Provided information:
---

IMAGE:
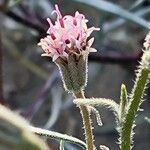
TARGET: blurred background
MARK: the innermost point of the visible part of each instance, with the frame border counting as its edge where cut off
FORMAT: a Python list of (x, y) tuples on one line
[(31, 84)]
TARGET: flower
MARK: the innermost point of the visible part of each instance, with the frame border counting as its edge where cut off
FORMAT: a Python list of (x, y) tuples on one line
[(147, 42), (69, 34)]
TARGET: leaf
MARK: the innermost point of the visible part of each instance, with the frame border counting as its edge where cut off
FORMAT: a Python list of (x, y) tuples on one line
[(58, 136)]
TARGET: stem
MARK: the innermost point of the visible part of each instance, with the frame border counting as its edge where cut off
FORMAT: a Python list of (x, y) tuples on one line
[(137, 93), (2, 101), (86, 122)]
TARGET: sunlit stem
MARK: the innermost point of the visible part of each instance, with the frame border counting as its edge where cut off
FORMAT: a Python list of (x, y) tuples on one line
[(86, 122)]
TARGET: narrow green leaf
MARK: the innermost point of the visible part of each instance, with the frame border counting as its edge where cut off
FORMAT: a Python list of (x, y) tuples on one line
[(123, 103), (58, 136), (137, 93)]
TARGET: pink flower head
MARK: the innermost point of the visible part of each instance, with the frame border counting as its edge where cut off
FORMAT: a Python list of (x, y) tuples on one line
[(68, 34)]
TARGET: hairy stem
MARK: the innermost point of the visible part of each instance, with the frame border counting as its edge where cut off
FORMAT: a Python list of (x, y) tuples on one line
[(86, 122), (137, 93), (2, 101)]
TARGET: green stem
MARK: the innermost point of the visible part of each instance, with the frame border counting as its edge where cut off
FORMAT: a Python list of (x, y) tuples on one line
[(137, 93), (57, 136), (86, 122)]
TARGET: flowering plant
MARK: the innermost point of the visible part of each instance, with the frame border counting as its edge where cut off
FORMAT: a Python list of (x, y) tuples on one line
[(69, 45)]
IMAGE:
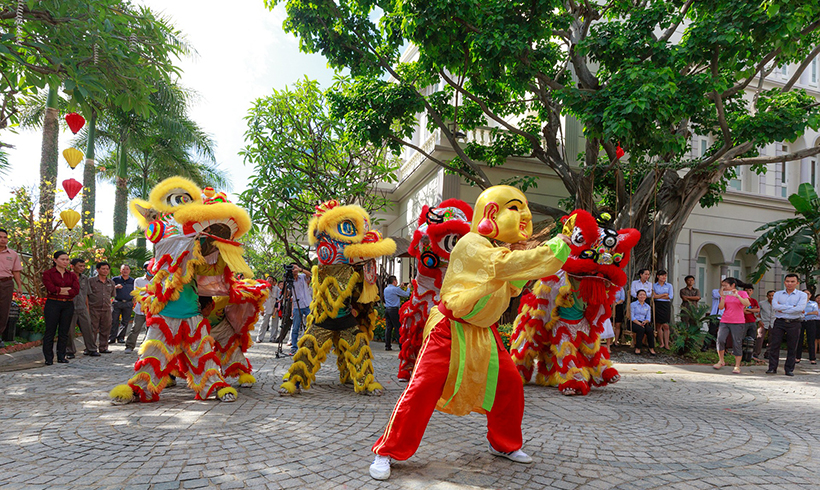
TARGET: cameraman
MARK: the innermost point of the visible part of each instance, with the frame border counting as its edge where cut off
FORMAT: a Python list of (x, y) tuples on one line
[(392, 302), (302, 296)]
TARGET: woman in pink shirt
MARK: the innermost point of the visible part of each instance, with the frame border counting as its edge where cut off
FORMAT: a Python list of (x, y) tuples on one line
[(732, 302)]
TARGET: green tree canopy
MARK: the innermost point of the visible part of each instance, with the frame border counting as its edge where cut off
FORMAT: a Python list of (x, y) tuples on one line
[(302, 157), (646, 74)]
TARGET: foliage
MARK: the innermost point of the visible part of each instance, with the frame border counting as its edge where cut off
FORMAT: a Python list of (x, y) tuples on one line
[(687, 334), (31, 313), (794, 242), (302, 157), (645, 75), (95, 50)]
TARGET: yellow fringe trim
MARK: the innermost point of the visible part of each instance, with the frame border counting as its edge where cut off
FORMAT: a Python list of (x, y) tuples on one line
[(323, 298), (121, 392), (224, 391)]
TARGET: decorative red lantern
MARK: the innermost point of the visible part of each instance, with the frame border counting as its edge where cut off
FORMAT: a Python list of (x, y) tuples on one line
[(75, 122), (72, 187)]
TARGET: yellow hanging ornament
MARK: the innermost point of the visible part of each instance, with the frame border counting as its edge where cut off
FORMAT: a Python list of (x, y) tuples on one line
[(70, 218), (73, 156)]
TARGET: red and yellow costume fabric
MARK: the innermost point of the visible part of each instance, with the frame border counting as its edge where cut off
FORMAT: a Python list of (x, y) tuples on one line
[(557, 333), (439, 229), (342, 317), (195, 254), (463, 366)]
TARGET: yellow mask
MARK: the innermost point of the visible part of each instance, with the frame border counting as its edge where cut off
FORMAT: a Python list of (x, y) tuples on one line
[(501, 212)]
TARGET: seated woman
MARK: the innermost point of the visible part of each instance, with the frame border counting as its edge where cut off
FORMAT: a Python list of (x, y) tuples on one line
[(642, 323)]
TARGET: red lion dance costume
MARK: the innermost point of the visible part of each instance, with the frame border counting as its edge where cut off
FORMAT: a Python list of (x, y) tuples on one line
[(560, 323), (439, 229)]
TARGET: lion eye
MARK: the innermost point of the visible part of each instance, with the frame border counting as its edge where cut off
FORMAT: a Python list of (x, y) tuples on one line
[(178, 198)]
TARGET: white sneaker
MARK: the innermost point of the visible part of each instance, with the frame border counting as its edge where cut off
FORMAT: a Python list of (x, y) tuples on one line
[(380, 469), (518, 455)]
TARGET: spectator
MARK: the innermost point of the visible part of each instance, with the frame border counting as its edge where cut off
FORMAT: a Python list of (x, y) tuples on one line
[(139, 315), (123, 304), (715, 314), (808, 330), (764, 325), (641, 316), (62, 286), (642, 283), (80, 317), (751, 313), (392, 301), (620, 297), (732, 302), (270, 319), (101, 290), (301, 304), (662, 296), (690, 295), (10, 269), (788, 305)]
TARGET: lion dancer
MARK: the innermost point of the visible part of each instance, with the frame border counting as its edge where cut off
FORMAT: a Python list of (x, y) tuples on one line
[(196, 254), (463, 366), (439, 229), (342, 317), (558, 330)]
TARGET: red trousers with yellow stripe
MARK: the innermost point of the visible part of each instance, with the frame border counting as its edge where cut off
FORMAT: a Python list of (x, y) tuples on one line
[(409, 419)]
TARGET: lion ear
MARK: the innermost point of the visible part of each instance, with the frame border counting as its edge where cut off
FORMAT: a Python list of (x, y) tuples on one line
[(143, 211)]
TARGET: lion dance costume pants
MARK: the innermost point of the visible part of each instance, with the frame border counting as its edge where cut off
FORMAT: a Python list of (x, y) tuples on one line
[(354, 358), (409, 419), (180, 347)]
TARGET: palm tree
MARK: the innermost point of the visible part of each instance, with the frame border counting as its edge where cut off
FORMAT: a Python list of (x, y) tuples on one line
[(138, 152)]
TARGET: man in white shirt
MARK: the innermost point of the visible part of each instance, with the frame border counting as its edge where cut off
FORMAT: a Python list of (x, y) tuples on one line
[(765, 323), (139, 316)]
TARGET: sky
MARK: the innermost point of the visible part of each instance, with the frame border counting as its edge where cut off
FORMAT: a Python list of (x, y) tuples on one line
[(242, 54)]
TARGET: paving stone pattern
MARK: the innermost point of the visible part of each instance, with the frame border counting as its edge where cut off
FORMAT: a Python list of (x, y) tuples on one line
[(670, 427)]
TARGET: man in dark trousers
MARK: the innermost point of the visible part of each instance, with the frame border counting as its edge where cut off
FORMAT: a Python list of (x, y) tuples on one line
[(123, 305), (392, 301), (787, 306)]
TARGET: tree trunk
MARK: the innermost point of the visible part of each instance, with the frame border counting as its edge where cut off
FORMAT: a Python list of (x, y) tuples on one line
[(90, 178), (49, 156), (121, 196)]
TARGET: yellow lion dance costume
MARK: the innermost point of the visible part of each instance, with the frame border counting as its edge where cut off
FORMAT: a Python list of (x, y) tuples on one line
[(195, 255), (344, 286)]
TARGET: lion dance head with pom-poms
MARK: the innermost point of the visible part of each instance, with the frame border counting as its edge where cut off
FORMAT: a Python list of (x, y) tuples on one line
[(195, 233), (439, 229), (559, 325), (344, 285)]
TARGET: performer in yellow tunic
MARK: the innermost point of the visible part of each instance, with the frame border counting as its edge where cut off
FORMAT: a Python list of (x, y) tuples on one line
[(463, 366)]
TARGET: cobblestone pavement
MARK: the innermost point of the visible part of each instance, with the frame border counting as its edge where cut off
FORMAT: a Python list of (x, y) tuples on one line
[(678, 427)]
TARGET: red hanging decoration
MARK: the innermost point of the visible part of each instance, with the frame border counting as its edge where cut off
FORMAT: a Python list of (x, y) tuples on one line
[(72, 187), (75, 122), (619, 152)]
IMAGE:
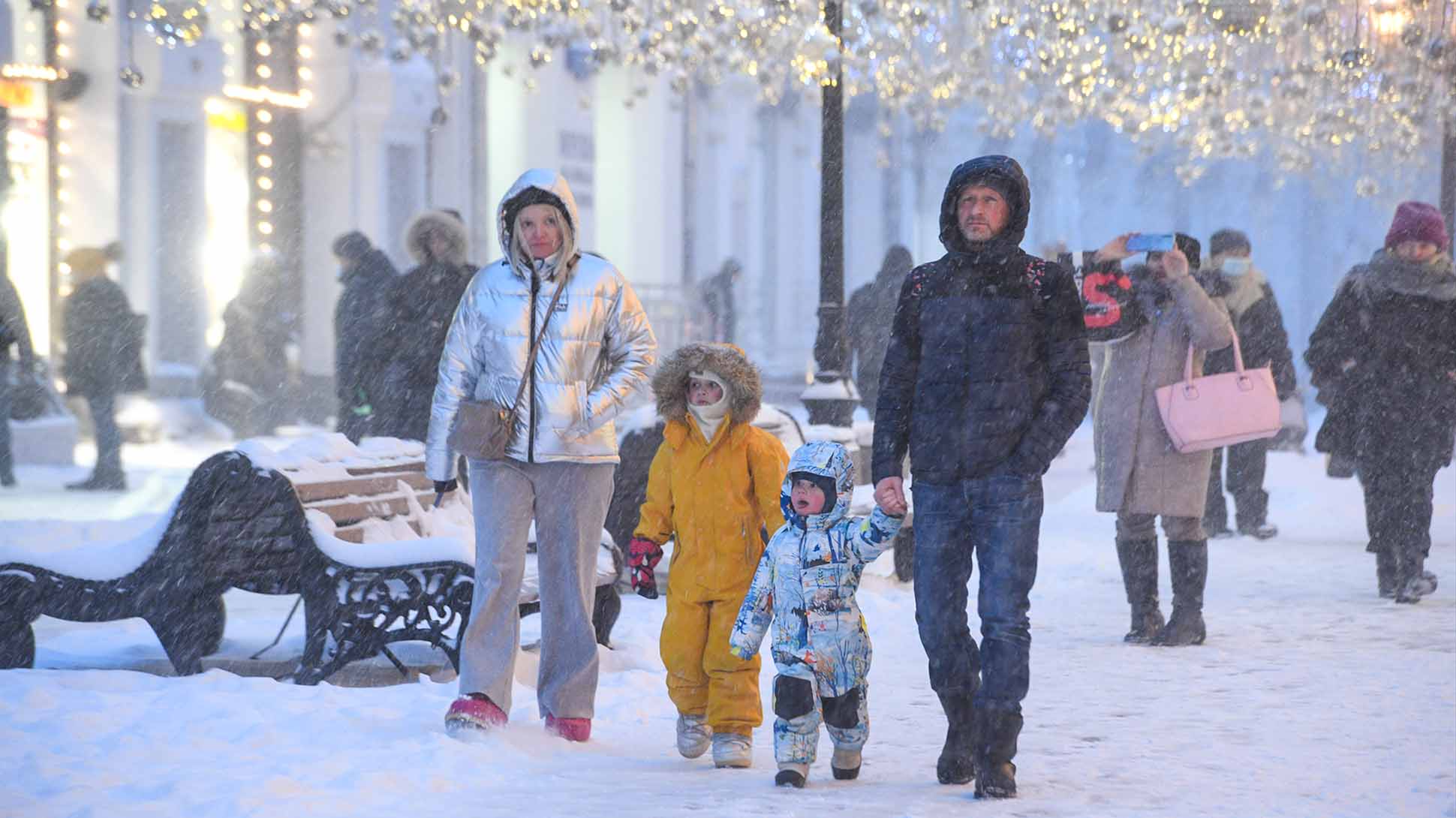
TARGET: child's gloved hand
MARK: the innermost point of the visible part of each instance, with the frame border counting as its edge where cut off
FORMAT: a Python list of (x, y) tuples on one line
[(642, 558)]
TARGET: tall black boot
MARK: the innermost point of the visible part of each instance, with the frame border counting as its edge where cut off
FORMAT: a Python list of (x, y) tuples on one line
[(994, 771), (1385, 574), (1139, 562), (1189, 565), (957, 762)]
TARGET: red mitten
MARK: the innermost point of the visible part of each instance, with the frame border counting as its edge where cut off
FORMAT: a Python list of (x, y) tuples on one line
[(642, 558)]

---

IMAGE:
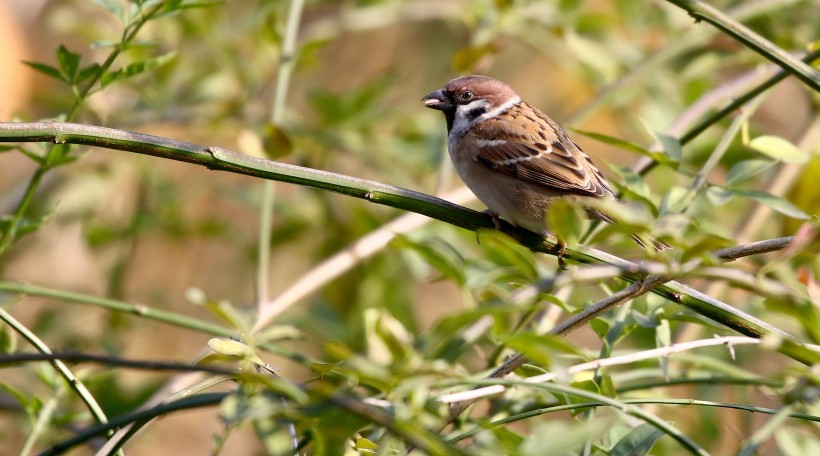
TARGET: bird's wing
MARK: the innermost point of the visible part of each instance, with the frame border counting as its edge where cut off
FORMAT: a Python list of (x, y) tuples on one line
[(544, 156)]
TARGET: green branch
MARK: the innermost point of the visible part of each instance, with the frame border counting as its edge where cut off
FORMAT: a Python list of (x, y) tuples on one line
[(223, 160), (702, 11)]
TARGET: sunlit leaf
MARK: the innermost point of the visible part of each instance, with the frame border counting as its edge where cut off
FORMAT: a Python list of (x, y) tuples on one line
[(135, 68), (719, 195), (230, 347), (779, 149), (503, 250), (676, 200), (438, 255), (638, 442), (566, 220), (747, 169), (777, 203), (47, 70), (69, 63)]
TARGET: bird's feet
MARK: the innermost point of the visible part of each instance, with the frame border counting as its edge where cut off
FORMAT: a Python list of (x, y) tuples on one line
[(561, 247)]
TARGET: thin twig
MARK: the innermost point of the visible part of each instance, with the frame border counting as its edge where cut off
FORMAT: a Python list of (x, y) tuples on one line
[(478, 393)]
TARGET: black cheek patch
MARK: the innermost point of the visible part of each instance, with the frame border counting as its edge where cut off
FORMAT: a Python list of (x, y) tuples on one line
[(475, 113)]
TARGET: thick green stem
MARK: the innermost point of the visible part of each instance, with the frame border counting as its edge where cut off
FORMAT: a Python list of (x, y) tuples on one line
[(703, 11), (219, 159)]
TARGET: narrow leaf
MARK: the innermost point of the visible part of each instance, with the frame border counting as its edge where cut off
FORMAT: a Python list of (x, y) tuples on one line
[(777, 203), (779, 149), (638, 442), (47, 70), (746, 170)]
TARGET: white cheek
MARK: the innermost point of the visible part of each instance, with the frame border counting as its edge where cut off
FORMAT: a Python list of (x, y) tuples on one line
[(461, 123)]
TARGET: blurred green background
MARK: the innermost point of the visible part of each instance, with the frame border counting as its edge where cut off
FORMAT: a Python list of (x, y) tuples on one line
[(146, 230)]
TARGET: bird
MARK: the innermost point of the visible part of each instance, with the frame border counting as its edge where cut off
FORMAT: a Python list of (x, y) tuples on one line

---

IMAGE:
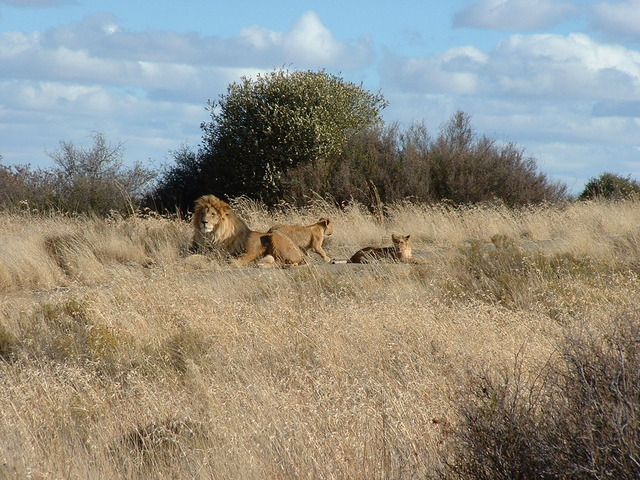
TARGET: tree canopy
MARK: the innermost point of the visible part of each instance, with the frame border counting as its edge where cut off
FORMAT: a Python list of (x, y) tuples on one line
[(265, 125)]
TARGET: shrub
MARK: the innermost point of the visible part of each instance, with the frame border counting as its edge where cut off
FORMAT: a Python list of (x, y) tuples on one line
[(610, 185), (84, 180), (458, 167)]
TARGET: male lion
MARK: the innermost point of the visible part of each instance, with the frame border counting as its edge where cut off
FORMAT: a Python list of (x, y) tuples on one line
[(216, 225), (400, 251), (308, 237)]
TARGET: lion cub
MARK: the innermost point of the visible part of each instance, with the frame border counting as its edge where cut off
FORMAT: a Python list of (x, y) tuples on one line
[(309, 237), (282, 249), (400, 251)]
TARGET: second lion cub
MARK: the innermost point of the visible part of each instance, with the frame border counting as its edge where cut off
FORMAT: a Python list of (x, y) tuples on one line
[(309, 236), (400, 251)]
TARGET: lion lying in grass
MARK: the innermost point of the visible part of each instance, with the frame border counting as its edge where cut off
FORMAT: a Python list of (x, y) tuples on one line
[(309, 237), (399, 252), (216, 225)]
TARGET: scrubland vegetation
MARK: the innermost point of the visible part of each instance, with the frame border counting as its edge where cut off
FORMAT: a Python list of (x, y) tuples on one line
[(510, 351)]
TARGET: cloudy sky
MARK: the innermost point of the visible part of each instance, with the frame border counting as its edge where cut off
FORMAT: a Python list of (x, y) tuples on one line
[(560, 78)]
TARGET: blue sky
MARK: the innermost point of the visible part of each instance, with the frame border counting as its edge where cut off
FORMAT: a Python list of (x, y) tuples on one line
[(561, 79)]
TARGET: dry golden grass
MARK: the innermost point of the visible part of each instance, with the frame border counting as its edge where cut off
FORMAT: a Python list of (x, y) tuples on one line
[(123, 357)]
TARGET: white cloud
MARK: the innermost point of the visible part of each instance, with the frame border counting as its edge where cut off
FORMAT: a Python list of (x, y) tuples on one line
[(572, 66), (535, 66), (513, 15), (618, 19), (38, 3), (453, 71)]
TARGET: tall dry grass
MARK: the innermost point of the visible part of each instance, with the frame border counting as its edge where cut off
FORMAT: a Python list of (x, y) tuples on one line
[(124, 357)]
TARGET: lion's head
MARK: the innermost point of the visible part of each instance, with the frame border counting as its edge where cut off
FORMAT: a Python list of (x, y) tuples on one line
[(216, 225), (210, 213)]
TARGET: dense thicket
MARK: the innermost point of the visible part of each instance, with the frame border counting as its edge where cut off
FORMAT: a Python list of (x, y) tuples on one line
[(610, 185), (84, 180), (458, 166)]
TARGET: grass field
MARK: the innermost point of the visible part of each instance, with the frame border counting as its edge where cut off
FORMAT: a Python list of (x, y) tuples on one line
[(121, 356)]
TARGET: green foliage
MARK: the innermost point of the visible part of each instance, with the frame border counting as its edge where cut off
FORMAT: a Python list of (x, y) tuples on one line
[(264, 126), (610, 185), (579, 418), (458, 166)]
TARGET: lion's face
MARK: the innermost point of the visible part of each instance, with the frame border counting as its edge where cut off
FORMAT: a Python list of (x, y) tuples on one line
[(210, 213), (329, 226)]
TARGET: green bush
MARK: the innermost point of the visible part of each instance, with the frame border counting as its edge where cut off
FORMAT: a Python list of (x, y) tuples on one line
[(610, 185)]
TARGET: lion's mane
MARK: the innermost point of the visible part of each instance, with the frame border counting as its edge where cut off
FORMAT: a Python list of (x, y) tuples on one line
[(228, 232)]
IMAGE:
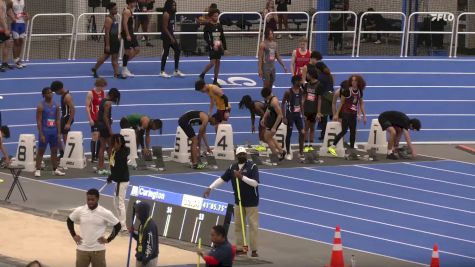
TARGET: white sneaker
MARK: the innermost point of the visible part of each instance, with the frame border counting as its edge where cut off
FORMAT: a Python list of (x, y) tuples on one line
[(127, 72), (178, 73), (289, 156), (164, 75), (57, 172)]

---

Could you swap "pink" for "purple" in the data starting at the line containing "TARGET: green stem" and ending at the line containing "[(323, 298), (121, 392), (224, 391)]", changing nothing else and leaving the pictures out?

TARGET: green stem
MARK: the innermost point of the visible part of each instance, with the frame border counting as its edge where cut off
FORMAT: a Python list of (x, y) tuples on one line
[(137, 93), (57, 136), (86, 122)]
TARGET: flowering plant
MARK: the innermost point of the visible part of each instance, with the frame border counting as its edge where cut off
FORMAT: a Python list of (x, y) tuples on one line
[(69, 45)]
IMAGE:
TARGET: cameraman
MARK: the innermost point of the visible part of each instance, with the frame border counting as its edge where cut off
FORMAT: a Python list of (x, y) tuples on one line
[(392, 302), (302, 296)]
TARGET: woman in purple shirt
MARK: the innermost point of the visible part of each instance, with the frame border counting as its edge where cut off
FORMAT: a Python list of (x, y) tuples on one line
[(732, 302)]
TARGET: green tree canopy
MARK: the innermost point of the visible part of each instance, with the frame border counting as its edge where cut off
FORMAT: a Python list of (x, y) tuples on one line
[(302, 157), (646, 74)]
TARGET: foliage
MARK: the innermost point of the visible part of each instance, with the frame border counting as its edge where cut off
FORMAT: a Python list of (x, y) tuples on one line
[(687, 334), (31, 313), (794, 242), (302, 157), (645, 75), (95, 50)]
TARGET: yellow fringe trim
MARK: the innermost point of the visible part of each instance, with the frame border counting as its edge where cut off
FORMAT: a Python list of (x, y) tuples on one line
[(323, 298), (121, 392), (224, 391)]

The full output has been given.